FRAGMENTO
Ya se ha observado muchas veces que no es posible acudir á las
primeras necesidades, ni dar curso á los negocios más comunes, sin
la deferencia á la autoridad de la palabra de otros, sin la fe; y
fácilmente se echa de ver que, sin esa fe, desaparecería todo el caudal
de la historia y de la experiencia; es decir, que se hundiría el
fundamento de todo saber.
Importantes como son estas observaciones, y muy á propósito para
demostrar lo infundado del cargo que se hace á la Religión católica
por sólo exigir fe, no son ellas, sin embargo, las que llaman ahora
mi atención, tratando como trato de presentar la materia bajo otro
aspecto, de colocar la cuestión en otro terreno, donde ganará la verdad
en amplitud é interés, sin perder nada de su inalterable firmeza.

DATOS REGISTRADOS
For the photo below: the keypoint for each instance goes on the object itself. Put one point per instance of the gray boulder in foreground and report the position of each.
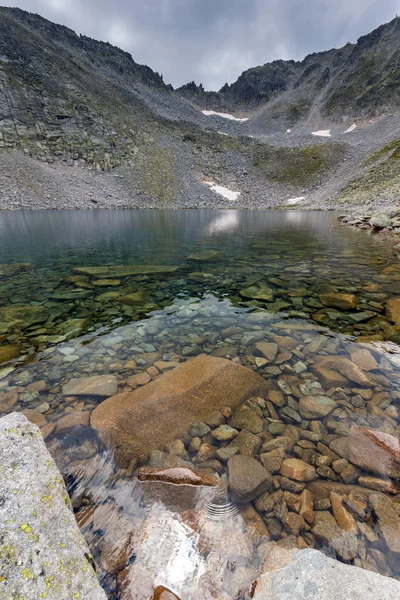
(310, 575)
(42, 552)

TRABAJO REQUERIDO
1. Según el fragmento sobre la fe, ¿qué desaparecería sin esa fe?
2. Prolonga el fragmento sobre la fe a partir de su última oración.

RESULTADOS POR TAREA
1. Desaparecería todo el caudal de la historia y de la experiencia.

2.
Recorriendo la historia de los conocimientos humanos, y echando
una ojeada sobre las opiniones de nuestros contemporáneos, nótase
constantemente que, aun aquellos hombres que más se precian de espíritu
de examen, y de libertad de pensar, apenas son otra cosa que el eco
de opiniones ajenas. Si se examina atentamente ese grande aparato,
que tanto ruido mete en el mundo con el nombre de ciencia, se notará
que, en el fondo, encierra una gran parte de autoridad; y al momento
que en él se introdujera un espíritu de examen enteramente libre, aun
con respecto á aquellos puntos que sólo pertenecen al raciocinio,
hundiríase en su mayor parte el edificio científico, y serían muy
pocos los que quedarían en posesión de sus misterios. Ningún ramo de
conocimientos se exceptúa de esta regla general, por mucha que sea la
claridad y exactitud de que se gloríe. Ricas como son en evidencia de
principios, rigurosas en sus deducciones, abundantes en observaciones
y experimentos, las ciencias naturales y exactas, ¿no descansan,
acaso, muchas de sus verdades en otras verdades más altas, para cuyo
conocimiento ha sido necesaria aquella delicadeza de observación,
aquella sublimidad de cálculo, aquella ojeada perspicaz y penetrante, á
que alcanza tan sólo un número de hombres muy reducido?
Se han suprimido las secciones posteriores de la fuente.